▶ Text excerpt
LINQ To SQL in a parallel loop: How to prevent duplicate insertions? - c#

I'm running into some trouble in trying to parallelize a computationally expensive API integration.
The integration queries an API in parallel and populates a ConcurrentBag collection. Some processing is done, and then it is passed to Parallel.ForEach() in which it is interfaced with the database by using LINQ To Sql.
There is:
one outer loop which runs in parallel for Courses
an inner loop through Disciplines
inside it, another loop iterating through Lessons.
The problem I'm running into is: as any one lesson may belong to more than one course, looping over courses in parallel means that sometimes a lesson will be inserted more than once.
The code currently looks like this:
(externalCourseList is the collection of type ConcurrentBag<ExternalCourse>.)
Parallel.ForEach(externalCourseList, externalCourse =>
{
using ( var context = new DataClassesDataContext() )
{
var dbCourse = context.Courses.Single(
x => x.externalCourseId == externalCourse.courseCode.ToString());
dbCourse.ShortDesc = externalCourse.Summary;
//dbCourse.LongDesc = externalCourse.MoreInfo;
//(etc)
foreach (var externalDiscipline in externalCourse.Disciplines)
{
var dbDiscipline = context.Disciplines.Where(
x => x.ExternalDisciplineID == externalDiscipline.DisciplineCode
.ToString())
.SingleOrDefault();
if (dbDiscipline == null)

Dataset records on object locations:
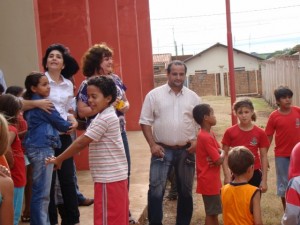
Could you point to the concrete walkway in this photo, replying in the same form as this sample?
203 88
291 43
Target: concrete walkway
140 161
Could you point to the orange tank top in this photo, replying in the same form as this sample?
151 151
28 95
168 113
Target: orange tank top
236 201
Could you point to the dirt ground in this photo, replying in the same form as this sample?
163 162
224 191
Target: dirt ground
271 206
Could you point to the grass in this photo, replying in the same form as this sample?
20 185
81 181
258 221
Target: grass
272 210
271 206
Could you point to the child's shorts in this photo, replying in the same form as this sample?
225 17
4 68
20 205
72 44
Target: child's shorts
282 170
212 204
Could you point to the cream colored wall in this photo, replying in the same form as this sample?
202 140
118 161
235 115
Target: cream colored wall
18 48
212 59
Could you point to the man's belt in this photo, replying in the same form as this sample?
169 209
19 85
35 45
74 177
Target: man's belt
174 147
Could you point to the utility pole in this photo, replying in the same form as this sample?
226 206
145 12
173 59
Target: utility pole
175 45
230 59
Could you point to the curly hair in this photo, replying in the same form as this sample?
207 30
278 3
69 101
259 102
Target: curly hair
106 85
92 59
71 66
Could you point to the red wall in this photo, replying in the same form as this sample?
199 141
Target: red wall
123 24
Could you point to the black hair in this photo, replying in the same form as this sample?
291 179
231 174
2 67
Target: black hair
10 105
33 79
240 159
177 63
106 85
200 111
15 90
282 92
245 102
71 66
93 57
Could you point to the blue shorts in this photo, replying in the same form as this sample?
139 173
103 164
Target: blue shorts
282 170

▶ Task 1
Reproduce the forum thread on duplicate LINQ To SQL insertions word for word, in full.
▶ Task 2
Lay out the lines of the records as a numbered list, skipping blank lines. Start at the line containing "Could you point to the dirt" and continue through the last line of the records, including both ends.

▶ Problem solution 1
LINQ To SQL in a parallel loop: How to prevent duplicate insertions? - c#

I'm running into some trouble in trying to parallelize a computationally expensive API integration.
The integration queries an API in parallel and populates a ConcurrentBag collection. Some processing is done, and then it is passed to Parallel.ForEach() in which it is interfaced with the database by using LINQ To Sql.
There is:
one outer loop which runs in parallel for Courses
an inner loop through Disciplines
inside it, another loop iterating through Lessons.
The problem I'm running into is: as any one lesson may belong to more than one course, looping over courses in parallel means that sometimes a lesson will be inserted more than once.
The code currently looks like this:
(externalCourseList is the collection of type ConcurrentBag<ExternalCourse>.)
Parallel.ForEach(externalCourseList, externalCourse =>
{
using ( var context = new DataClassesDataContext() )
{
var dbCourse = context.Courses.Single(
x => x.externalCourseId == externalCourse.courseCode.ToString());
dbCourse.ShortDesc = externalCourse.Summary;
//dbCourse.LongDesc = externalCourse.MoreInfo;
//(etc)
foreach (var externalDiscipline in externalCourse.Disciplines)
{
var dbDiscipline = context.Disciplines.Where(
x => x.ExternalDisciplineID == externalDiscipline.DisciplineCode
.ToString())
.SingleOrDefault();
if (dbDiscipline == null)

▶ Problem solution 2
1. Could you point to the dirt ground in this photo, replying in the same form as this sample?
2. 163 162
3. 224 191
4. Target: dirt ground
5. 271 206
6. Could you point to the grass in this photo, replying in the same form as this sample?
7. 20 185
8. 81 181
9. 258 221
10. Target: grass
11. 272 210
12. 271 206
13. Could you point to the child's shorts in this photo, replying in the same form as this sample?
14. 225 17
15. 4 68
16. 20 205
17. 72 44
18. Target: child's shorts
19. 282 170
20. 212 204
21. Could you point to the cream colored wall in this photo, replying in the same form as this sample?
22. 202 140
23. 118 161
24. 235 115
25. Target: cream colored wall
26. 18 48
27. 212 59
28. Could you point to the man's belt in this photo, replying in the same form as this sample?
29. 169 209
30. 19 85
31. 35 45
32. 74 177
33. Target: man's belt
34. 174 147
35. Could you point to the utility pole in this photo, replying in the same form as this sample?
36. 226 206
37. 145 12
38. 173 59
39. Target: utility pole
40. 175 45
41. 230 59
42. Could you point to the curly hair in this photo, replying in the same form as this sample?
43. 207 30
44. 278 3
45. 69 101
46. 259 102
47. Target: curly hair
48. 106 85
49. 92 59
50. 71 66
51. Could you point to the red wall in this photo, replying in the same form as this sample?
52. 199 141
53. Target: red wall
54. 123 24
55. Could you point to the black hair in this photo, replying in the same form as this sample?
56. 291 179
57. 231 174
58. 2 67
59. Target: black hair
60. 10 105
61. 33 79
62. 240 159
63. 177 63
64. 106 85
65. 200 111
66. 15 90
67. 282 92
68. 245 102
69. 71 66
70. 93 57
71. Could you point to the blue shorts in this photo, replying in the same form as this sample?
72. 139 173
73. 103 164
74. Target: blue shorts
75. 282 170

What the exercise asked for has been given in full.